### Предложенный текст

Слово пятница здесь явно не на месте: Булгаков не употребляет это слишком русское слово в тексте «древних» глав своего романа: в древней Иудее это ведь был не пятый, а шестой день недели, уже к вечеру перетекающий в ее седьмой день — субботу. Слово требует замены, но писатель диктует и сейчас не может отвлечься на поиски одного слова. Потом, потом… Этого «потом» не будет. Но главное определилось: и в «древних» главах начало действия — среда.
Разумеется, Булгаков сверяет ход событий по Новому Завету. И Матфей (26, 6) и Марк (14, 3) отмечают, что в Великую среду Иисус был в Вифании (у Симона прокаженного). Правда, никакого огородника, тем более работы Иешуа и Левия Матвея на огороде хозяина нет. Высокий, пунктирно изложенный сюжет писатель наполняет простыми житейскими реалиями. Проповеди проповедями, но и работать нужно: свежие и благодатные утра в Иудее созданы для работы…
И у евангелиста Матфея, и у евангелиста Марка в эту Великую среду в Вифании Иисус говорит ученикам, что дни его сочтены и погребение его близко. Но ученики не понимаю его.
И в романе Булгакова в этот день, глухой, неназванный, но легко вычисляемый день, Иешуа почему-то «заспешил» и ушел «около полудня один». «Заспешил»: его встреча с Иудой из Кириафа уже определена. Это «заспешил» и ушел «около полудня один» — один из немногих в романе знаков того, что путь Иешуа предначертан. Левий Матвей этого не знает.
Но Воланду очень хорошо известно, что произошло. (Не исключено, что и тогда, во время событий, ему было все наперед известно.) Поэтому он прибывает в Москву не в пятницу, а в среду — в свой день («среда — Вoтанов день»), в вечер среды, в память того самого вечера среды, когда в доме Иуды из Кириафа, при свете светильников, любезно зажженных Иудой, Иешуа Га-Ноцри схвачен и крестный путь его начался.

######
### Исходные данные

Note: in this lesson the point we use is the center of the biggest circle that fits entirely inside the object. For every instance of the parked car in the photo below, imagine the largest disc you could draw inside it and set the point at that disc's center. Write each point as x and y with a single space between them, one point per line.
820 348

######

● Задачи
1. Выпишите без изменений фрагмент статьи о романе Булгакова. Начните с места, где стоят слова «Разумеется, Булгаков сверяет», и остановитесь после слов «не понимаю его.».
2. Продолжите статью о романе Булгакова, начав сразу после ее последнего предложения.

● Ответы к упражнению
1.
Разумеется, Булгаков сверяет ход событий по Новому Завету. И Матфей (26, 6) и Марк (14, 3) отмечают, что в Великую среду Иисус был в Вифании (у Симона прокаженного). Правда, никакого огородника, тем более работы Иешуа и Левия Матвея на огороде хозяина нет. Высокий, пунктирно изложенный сюжет писатель наполняет простыми житейскими реалиями. Проповеди проповедями, но и работать нужно: свежие и благодатные утра в Иудее созданы для работы…
И у евангелиста Матфея, и у евангелиста Марка в эту Великую среду в Вифании Иисус говорит ученикам, что дни его сочтены и погребение его близко. Но ученики не понимаю его.

2.
Теперь события в обеих частях романа рифмуются плотно: и в основном потоке повествования, и в «романе в романе» действие начинается в среду. Но подчеркивать это Булгаков не хочет. Совпадение, как часто у него бывает, укрыто. Начало события свернулось улиткой, спряталось, как в домик улитки, в середину 16-й главы.
В 1938 году, в продиктованной на машинку пятой редакции, роман начинался так: «Весною, в среду, в час жаркого заката на Патриарших прудах появилось двое граждан…» И вот теперь, когда перекличка во времени между главами «евангельскими» и главами «московскими» состоялась, писатель убирает слово среда в первой строке первой главы романа. Слово убрано, потому что понятие среда в романе заработало. Первую страницу своего романа Булгаков, как читателю известно, будет много раз править. Но к этому слову не вернется: слово ушло в подтекст.
Роману нужны намеки на тайны — прозрачные, поэтичные…
И еще одно очень важное (и незамеченное исследователями) изменение вводит Булгаков в структуру времени своего романа на самых последних ступенях работы.
Обратили ли вы внимание, дорогой читатель, на противоречие в расчетах времени в главе «Понтий Пилат»?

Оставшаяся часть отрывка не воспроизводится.